=== Written exercise ===
From the seminar page below, reproduce the part that opens with the words "Monday 12th October, 2020, 6" and closes with "to the library).", switching "paintings" to "pictures".

=== Page excerpt ===
%%
SEMINAR COLLECTING AND DISPLAY 

AUTUMN PROGRAMME ONLINE 

The seminar, organised by Susan Bracken, Andrea Galdy and Adriana Turpin, was established in 2004 and was one of the first in its field. It holds monthly meetings on Monday evenings with a range of international speakers on a wide variety of subjects. Our sessions cover diverse topics and explore different approaches to the subject of collecting and display. We invite papers that cover areas of collecting from antiquity to the present day and a broad geographical range; we are interested in the history of private collections and museums, the great house, the history of natural sciences, court culture and diplomacy, the art market and gender studies.

In accordance with the policy of the Institute Historical Research where this seminar normally takes place, we are running the autumn series of talks online. We invite all those interested in attending to register as shown below:

Monday 12th October, 2020, 6 p.m. Pamela Bianchi will speak on: Dressing Up Spaces: Exhibition Design and Display Strategies at The Gonzaga Court

The Galerieta verso la Mostra (the gallery of marbles or months), the Galeria Grande (the main gallery built around 1592 to exhibit modern paintings), the Coridore che guarda verso la Santa Barbara (a corridor connecting two sections of the building, serving as storage for paintings and sculptures), the Logion Serato (a gallery of mirrors, central point of the exhibition structure), the Passetto davanti al Camarino della Grotta (the passage in front of the Grotto) and the Stanza contigua alla Libreria (the room adjoining to the library).
%%
=== Given records ===
%%
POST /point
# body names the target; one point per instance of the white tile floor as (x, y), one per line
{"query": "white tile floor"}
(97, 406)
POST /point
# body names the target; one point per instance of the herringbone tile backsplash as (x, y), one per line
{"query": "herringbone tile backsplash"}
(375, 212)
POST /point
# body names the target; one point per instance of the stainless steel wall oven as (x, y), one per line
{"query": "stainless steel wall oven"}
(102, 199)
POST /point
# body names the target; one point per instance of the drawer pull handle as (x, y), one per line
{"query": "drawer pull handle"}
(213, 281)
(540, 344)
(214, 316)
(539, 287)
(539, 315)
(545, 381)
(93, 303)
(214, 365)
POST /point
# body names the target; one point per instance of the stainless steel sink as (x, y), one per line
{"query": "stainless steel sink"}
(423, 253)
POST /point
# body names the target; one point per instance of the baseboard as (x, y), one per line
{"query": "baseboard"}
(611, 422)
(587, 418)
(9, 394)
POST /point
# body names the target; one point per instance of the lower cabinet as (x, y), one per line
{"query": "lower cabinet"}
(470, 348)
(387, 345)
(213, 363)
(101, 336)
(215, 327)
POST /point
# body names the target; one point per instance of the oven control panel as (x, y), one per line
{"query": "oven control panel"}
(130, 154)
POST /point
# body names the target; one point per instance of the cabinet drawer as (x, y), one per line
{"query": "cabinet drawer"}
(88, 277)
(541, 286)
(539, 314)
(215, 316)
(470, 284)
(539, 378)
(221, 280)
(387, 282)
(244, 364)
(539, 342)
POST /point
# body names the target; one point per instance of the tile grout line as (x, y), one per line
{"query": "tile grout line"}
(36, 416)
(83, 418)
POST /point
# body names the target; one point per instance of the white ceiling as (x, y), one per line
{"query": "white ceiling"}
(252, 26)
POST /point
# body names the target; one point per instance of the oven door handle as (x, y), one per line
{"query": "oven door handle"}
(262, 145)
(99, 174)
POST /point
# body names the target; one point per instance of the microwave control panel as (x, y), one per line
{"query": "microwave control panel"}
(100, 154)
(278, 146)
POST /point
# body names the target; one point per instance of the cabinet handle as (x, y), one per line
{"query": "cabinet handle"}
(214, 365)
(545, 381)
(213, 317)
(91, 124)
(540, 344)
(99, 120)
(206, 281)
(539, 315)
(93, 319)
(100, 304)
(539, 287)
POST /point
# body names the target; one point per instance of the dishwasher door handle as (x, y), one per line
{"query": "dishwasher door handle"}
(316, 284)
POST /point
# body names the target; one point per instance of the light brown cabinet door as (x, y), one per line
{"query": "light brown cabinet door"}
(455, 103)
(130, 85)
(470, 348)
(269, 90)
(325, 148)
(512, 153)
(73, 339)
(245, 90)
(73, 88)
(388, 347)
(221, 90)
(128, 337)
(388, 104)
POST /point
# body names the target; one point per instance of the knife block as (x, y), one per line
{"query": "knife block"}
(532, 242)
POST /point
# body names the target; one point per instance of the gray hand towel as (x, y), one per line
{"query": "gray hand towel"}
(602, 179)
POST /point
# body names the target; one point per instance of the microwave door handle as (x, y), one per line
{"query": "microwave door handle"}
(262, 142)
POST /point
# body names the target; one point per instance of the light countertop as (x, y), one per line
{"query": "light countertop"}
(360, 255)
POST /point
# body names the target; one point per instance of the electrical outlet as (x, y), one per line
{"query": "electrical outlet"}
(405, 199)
%%
=== Exercise result ===
Monday 12th October, 2020, 6 p.m. Pamela Bianchi will speak on: Dressing Up Spaces: Exhibition Design and Display Strategies at The Gonzaga Court

The Galerieta verso la Mostra (the gallery of marbles or months), the Galeria Grande (the main gallery built around 1592 to exhibit modern pictures), the Coridore che guarda verso la Santa Barbara (a corridor connecting two sections of the building, serving as storage for pictures and sculptures), the Logion Serato (a gallery of mirrors, central point of the exhibition structure), the Passetto davanti al Camarino della Grotta (the passage in front of the Grotto) and the Stanza contigua alla Libreria (the room adjoining to the library).